#### Zitierter Abschnitt
*****
Diesem Arbeitspapier liegt die Hypothese zugrunde, dass Suchfriktionen im Arbeitsmarktkontext relevant und somit zu modellieren sind. Das Ziel der Studie ist dabei zweigeteilt: Einerseits liefert das Arbeitspapier einen Überblick über neuere Entwicklungen im sich dynamisch entwickelnden Bereich der Suchtheorie. Hierbei wird ein besonderes Augenmerk darauf gerichtet, inwieweit es gelingt, bedeutenden Heterogenitäten (Stichwort: Humankapital) im Arbeitsmarktkontext Tribut zu zollen. Andererseits wird vor dem Hintergrund friktioneller Arbeitsmärkte untersucht, welchen Einfluss Mindestlöhne auf die gleichgewichtige Beschäftigung ausüben. Aufgrund der Nachfragemacht von Firmen in solchen Märkten liegt die Vermutung nahe, dass staatlich administrierte Mindestlöhne mindestens die beiden folgenden Effekte hat: Erstens sind Mindestlöhne in der Lage, durch Nachfragemacht entstehende Renten umzuverteilen und somit einen Effekt zu erzielen, der unabhängig von der Beschäftigungshöhe ist. Zweitens wird auch in einem Umfeld, das durch Suchfriktionen gekennzeichnet ist, die Arbeitsnachfage auf die Lohnhöhe reagieren, sodass auch hier Beschäftigungskonsequenzen zu erwarten sind.

Die dargestellten theoretischen Ansätze zeigen, dass es in der Literatur gelingt, Heterogenitäten auf beiden Marktseiten in den Kontext der gleichgewichtigen Suchtheorie zu integrieren, ein wichtiger Fortschritt in diesem Bereich.

Mit der gleichzeitig erfolgten empirischen Umsetzung dieser Modelle ist damit ein wichtiger Schritt hin zu einer empirisch validen, gemeinsamen Modellierung von Lohnbildung und Verweildauern in Beschäftigung und Arbeitslosigkeit erfolgt. Hinsichtlich des Einflusses von Mindestlöhnen auf die gleichgewichtige Beschäftigung sind die Ergebnisse der theoretischen Analyse uneindeutig.

Einerseits zeigen gleichgewichtige Suchmodelle, die auf der Annahme homogener Firmen und Arbeitnehmer beruhen, dass Mindestlöhne ausschließlich Renten umverteilen, ohne dass Beschäftigungseffekte zu verzeichnen sind. Damit wird zu Lasten von Unternehmensgewinnen ein Teil der Arbeitnehmerschaft besser gestellt. Jedoch tragen einfache Suchmodelle, die auf der Homogenitätsannahme basieren, dem tatsächlichen Arbeitsmarktgeschehen nur unzureichend Rechnung. In den Modellen andererseits, die der Heterogenität von Arbeitnehmern und Arbeitgebern Rechnung tragen, sind die Konsequenzen von Mindestlöhnen komplizierter. Hier kann nicht ausgeschlossen werden, dass der Einfluss gewerkschaftlicher Verhandlungsmacht auf die Löhne auch Beschäftigungskonsequenzen hat, die, sofern vorhanden, zumeist negativ ausfallen.
*****
#### Gespeicherte Daten
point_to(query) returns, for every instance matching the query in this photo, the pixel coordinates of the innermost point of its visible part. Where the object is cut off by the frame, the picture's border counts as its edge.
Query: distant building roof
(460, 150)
*****
#### Kurze Übung
Setzen Sie den Text über Mindestlöhne auf Arbeitsmärkten mit Suchfriktionen im Anschluss an seinen letzten Satz fort. Die gespeicherten Zeilen werden hier nicht gebraucht.

#### Übungsergebnis
Die Hypothese, dass Mindestlöhne für die hohe Arbeitslosigkeit der Geringqualifizierten verantwortlich sein könnten, wird so von einem Teil der suchtheoretischen Literatur gestützt, während ein anderer Teil ihr widerspricht. Es ist festzuhalten, dass der theoretische Rahmen der Suchtheorie zumindest ein Warnschild aufstellt, bei Ursachen für die hohe Arbeitslosigkeit niedrig qualifizierter Arbeitnehmer, ausschließlich an Mindestlöhne zu denken.

Notes

Institutional factors that can imply wage compression are minimum wages, strong unions, benefit payments and the like (see, e.g., Weiss and Garloff 2009).
For some earlier obtained, but similar results, see Kohn (2006). For a study based on the GSOEP, see Gernandt and Pfeiffer (2006). For an earlier analysis for Germany with administrative data, see Fitzenberger (1999).
For the German debate among economists, see e.g., Franz (2007) and Bosch (2007). For the political debate, see, for example, the debates in the German parliament preceding the “Erstes Gesetz zur Änderung des Arbeitnehmer-Entsendegesetzes” or the “Zweites Gesetz zur Änderung des Arbeitnehmer-Entsendegesetzes” in 2007.
The cited debate is about employment effects. Distributional effects are discussed, for example, by Börsch-Supan (2008), Franz (2007) and Bosch (2007).
This idea is taken as a test between the frameworks presented in Fitzenberger and Garloff (2008).
The reservation wage is the critical wage, below which wage offers are rejected, while above this wage, job offers are accepted. For a more lengthy treatment of the partial model, see Garloff (2003, 2008).
$ { W_{L}(\textit{w}) } $ and $ { W_{U} } $ are called value equations or Bellmann equations. These terms have been coined in the theory of dynamic programming. For mathematical details see, e.g., Dixit (1990, Chap.  11).
The wage offer distribution is the distribution of wages when randomly drawing a firm, whereas the wage distribution refers to the distribution of wages when randomly drawing a worker.
I assume sequential search, since it has been shown that sequential search is superior to fixed sample search, see McCall (1965).
The small time interval must be chosen such that the Poisson probability that two events occur in that time interval is zero.
The subscript L always confers to the employed individuals.
Since firms determine wages ex ante, it is possible that there is a meeting between agents where cooperation is profitable but where the match is not formed. Such a situation is called non-transferable utility.
These are different, since workers climb the job (wage) ladder through job-to-job transitions in the course of their career.
Positive profits arise because search frictions are a source of monopsony power.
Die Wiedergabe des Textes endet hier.